What is asked: Every entry must be given again exactly.

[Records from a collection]
____________________
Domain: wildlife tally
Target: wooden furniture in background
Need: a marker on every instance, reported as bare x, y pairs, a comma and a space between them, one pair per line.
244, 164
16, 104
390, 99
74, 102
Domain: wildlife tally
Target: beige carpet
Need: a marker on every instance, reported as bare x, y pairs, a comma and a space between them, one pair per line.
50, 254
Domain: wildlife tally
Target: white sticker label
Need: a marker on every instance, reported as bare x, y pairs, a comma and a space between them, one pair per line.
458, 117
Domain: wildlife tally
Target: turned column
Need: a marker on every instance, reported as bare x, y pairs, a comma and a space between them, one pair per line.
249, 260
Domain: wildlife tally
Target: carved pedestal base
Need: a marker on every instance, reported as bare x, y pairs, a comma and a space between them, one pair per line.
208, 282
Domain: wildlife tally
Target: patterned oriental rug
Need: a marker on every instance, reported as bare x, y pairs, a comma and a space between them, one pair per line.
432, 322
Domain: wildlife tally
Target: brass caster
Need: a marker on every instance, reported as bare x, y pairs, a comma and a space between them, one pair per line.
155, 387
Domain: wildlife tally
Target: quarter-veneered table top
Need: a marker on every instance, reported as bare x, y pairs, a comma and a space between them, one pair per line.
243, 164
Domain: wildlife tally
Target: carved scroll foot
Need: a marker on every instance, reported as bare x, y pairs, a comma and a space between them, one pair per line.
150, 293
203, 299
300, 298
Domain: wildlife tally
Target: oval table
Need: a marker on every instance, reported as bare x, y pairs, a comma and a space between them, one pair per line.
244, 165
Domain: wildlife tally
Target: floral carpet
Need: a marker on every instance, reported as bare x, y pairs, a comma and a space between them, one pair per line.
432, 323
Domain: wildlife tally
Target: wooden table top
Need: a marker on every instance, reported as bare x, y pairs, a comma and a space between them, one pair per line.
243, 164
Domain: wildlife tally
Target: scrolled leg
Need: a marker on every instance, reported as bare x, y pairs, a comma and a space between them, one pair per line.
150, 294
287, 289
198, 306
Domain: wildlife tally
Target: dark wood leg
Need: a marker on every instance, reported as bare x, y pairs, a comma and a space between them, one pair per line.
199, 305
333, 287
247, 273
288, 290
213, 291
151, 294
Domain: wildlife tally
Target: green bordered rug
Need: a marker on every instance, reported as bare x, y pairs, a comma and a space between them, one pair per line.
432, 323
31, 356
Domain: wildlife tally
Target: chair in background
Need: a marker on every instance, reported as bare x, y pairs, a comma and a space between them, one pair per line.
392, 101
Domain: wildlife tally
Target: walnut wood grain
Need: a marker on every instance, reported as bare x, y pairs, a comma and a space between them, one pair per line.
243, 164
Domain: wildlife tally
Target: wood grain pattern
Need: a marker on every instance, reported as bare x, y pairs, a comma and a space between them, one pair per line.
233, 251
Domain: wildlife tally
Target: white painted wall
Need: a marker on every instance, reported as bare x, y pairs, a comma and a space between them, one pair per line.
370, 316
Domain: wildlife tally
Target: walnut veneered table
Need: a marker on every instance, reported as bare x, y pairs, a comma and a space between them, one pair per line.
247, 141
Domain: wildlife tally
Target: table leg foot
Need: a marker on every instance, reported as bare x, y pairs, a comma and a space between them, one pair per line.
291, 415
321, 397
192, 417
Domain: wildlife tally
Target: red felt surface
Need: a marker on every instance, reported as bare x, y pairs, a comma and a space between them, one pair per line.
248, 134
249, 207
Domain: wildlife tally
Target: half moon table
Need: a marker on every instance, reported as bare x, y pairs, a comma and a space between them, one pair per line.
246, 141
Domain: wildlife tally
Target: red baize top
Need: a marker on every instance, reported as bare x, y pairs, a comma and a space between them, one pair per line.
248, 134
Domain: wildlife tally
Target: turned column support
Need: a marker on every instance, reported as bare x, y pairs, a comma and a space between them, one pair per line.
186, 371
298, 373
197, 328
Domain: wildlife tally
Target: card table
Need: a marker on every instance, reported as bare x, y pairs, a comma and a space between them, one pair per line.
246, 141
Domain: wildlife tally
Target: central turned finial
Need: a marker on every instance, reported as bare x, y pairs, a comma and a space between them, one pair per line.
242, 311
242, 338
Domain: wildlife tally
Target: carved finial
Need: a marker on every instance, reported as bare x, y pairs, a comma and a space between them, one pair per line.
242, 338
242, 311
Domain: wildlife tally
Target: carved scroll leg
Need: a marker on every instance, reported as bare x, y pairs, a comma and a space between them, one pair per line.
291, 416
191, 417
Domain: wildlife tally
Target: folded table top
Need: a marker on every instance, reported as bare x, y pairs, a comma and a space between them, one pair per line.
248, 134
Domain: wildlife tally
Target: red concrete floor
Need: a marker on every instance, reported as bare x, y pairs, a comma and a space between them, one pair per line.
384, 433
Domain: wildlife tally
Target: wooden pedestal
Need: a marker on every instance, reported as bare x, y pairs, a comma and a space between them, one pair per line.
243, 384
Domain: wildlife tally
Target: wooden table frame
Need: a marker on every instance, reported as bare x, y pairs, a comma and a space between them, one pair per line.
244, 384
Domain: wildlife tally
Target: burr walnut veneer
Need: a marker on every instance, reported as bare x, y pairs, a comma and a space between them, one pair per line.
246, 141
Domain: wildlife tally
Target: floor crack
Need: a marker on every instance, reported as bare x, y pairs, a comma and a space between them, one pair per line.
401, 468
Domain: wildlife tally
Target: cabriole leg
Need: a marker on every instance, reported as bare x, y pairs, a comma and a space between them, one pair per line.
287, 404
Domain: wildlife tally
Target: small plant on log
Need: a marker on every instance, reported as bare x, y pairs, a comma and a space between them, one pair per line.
____________________
Solution:
Domain: wildlife tally
Target: wooden furniture in background
Need: a marker on every instance, reported as bare x, y pairs, a comma and a space between them, one pair per line.
244, 164
16, 104
390, 99
74, 102
Domain: wildlife tally
Target: beige carpet
Need: a marker on every instance, reported as bare x, y pairs, a comma and a space between them, one pair per line.
50, 254
Domain: wildlife tally
Target: white sticker label
Need: a marker on every instance, reported as bare x, y pairs, a comma and a space between them, one pair per line.
458, 117
Domain: wildlife tally
Target: turned column
Need: a marker on every instance, reported as bare x, y pairs, a comma and a space between them, one pair per line.
249, 260
Domain: wildlife tally
Target: carved pedestal base
Need: a marker on every instance, reported as bare x, y pairs, a comma and a space between them, one pair per line.
208, 282
Domain: wildlife tally
Target: patterned oriental rug
Need: a marker on every instance, reported as bare x, y pairs, a comma and a space between them, one pair per line.
432, 322
Domain: wildlife tally
Target: brass caster
Need: a marker on every instance, reported as bare x, y pairs, a comma and a space between them, one pair per line.
155, 387
Domain: wildlife tally
Target: quarter-veneered table top
Need: a marker on every instance, reported as bare x, y pairs, a comma and a space between them, one pair per line.
243, 164
Domain: wildlife tally
Target: carved scroll foot
Need: a marker on every instance, reported as bare x, y pairs, a comma and a space between them, one pair per line.
150, 293
203, 299
300, 298
Domain: wildlife tally
Target: oval table
Need: a marker on every instance, reported as bare x, y pairs, a comma and a space between them, one pair per line.
244, 165
Domain: wildlife tally
Target: floral carpet
Need: a marker on every instance, reported as bare x, y pairs, a comma and a space between them, one pair per line.
432, 323
Domain: wildlife tally
Target: wooden table top
Need: a marker on every instance, reported as bare x, y pairs, a comma and a space between them, one pair per line.
243, 164
Domain: wildlife tally
Target: scrolled leg
Need: a marker on every instance, reported as bare x, y pairs, a comma and a space between them, one pair per line.
150, 294
287, 289
198, 306
Domain: wildlife tally
Target: dark wood leg
Need: a marker on every instance, reported as bare x, y pairs, a comma and a space between them, one pair per line.
199, 305
333, 287
247, 273
288, 290
213, 291
151, 294
Domain: wildlife tally
Target: green bordered rug
Need: a marker on every instance, reported as bare x, y pairs, a comma and a space between them, one pair per line.
432, 323
31, 356
Domain: wildlife tally
Target: chair in background
Need: a marker on every instance, reported as bare x, y pairs, a comma and a space between them, one pair per line.
392, 101
Domain: wildlife tally
Target: walnut wood grain
Need: a marker on every instance, reported as bare x, y pairs, a comma and a space between them, one pair per line.
243, 164
Domain: wildlife tally
Target: wood grain pattern
Need: a marker on every instance, reported as bare x, y pairs, a comma and a space between them, one pair per line.
233, 251
Domain: wildlife tally
Target: white painted wall
Need: a marker on every instance, reported as bare x, y pairs, a comma and a space between them, one pair per line.
370, 316
Domain: wildlife tally
Target: walnut veneered table
Need: a marker on every instance, reported as bare x, y pairs, a comma and a space between them, one pair per line.
247, 141
Domain: wildlife tally
Target: table leg foot
Need: a marker on every instance, reported as bare x, y pairs, a comma and a space between them, one pair per line.
291, 415
321, 397
192, 417
Domain: wildlife tally
Target: red felt surface
Need: a marker on every instance, reported as bare x, y pairs, a comma and a space between them, one pair per line.
248, 134
249, 207
Domain: wildlife tally
Target: half moon table
Need: a marker on every instance, reported as bare x, y pairs, a comma and a space between them, one pair per line.
246, 141
Domain: wildlife tally
Target: red baize top
Need: a marker on every instance, reported as bare x, y pairs, a comma and a space between them, one pair per line.
248, 134
Domain: wildlife tally
Target: turned column support
Need: a marker on every instance, reported as bare x, y pairs, a comma and a space between them, one pair per line.
186, 371
298, 373
197, 328
Domain: wildlife tally
Target: card table
Need: a marker on every instance, reported as bare x, y pairs, a comma and a space between them, one pair per line.
246, 141
Domain: wildlife tally
Target: central turned finial
Need: a marker on every instance, reported as bare x, y pairs, a comma and a space between them, one pair per line.
242, 311
242, 338
Domain: wildlife tally
Target: carved finial
Need: a marker on every instance, reported as bare x, y pairs, a comma and a space between them, one pair per line.
242, 338
242, 311
Domain: wildlife tally
Target: carved scroll leg
Need: a marker on every instance, reported as bare x, y pairs, a comma and a space between them, one pair per line.
291, 416
191, 417
Domain: wildlife tally
Target: folded table top
Need: a marker on every instance, reported as bare x, y pairs, a comma and a space between them, one pair per line.
248, 134
Domain: wildlife tally
Target: red concrete floor
Need: a marker on every instance, reported as bare x, y pairs, a comma and a space between them, one pair per line.
384, 433
Domain: wildlife tally
Target: wooden pedestal
Need: a marker on every instance, reported as bare x, y pairs, a comma and a space between them, one pair per line.
243, 384
Domain: wildlife tally
Target: wooden table frame
Need: a marker on every instance, reported as bare x, y pairs, a comma and a space between them, one pair per line.
244, 384
Domain: wildlife tally
Target: burr walnut veneer
Need: a marker on every instance, reported as bare x, y pairs, a comma and a space between them, one pair per line.
246, 141
Domain: wildlife tally
Target: floor crack
Need: a marker on every instance, reported as bare x, y pairs, a comma and a space between them, one pair per line.
401, 468
Domain: wildlife tally
Target: cabriole leg
Need: a marker on every instance, reported as bare x, y pairs, a comma and a space between them, one pair per line.
287, 404
Domain: wildlife tally
Target: small plant on log
Need: a marker on every instance, reported as bare x, y pairs, a comma and a space between them, one pair per line.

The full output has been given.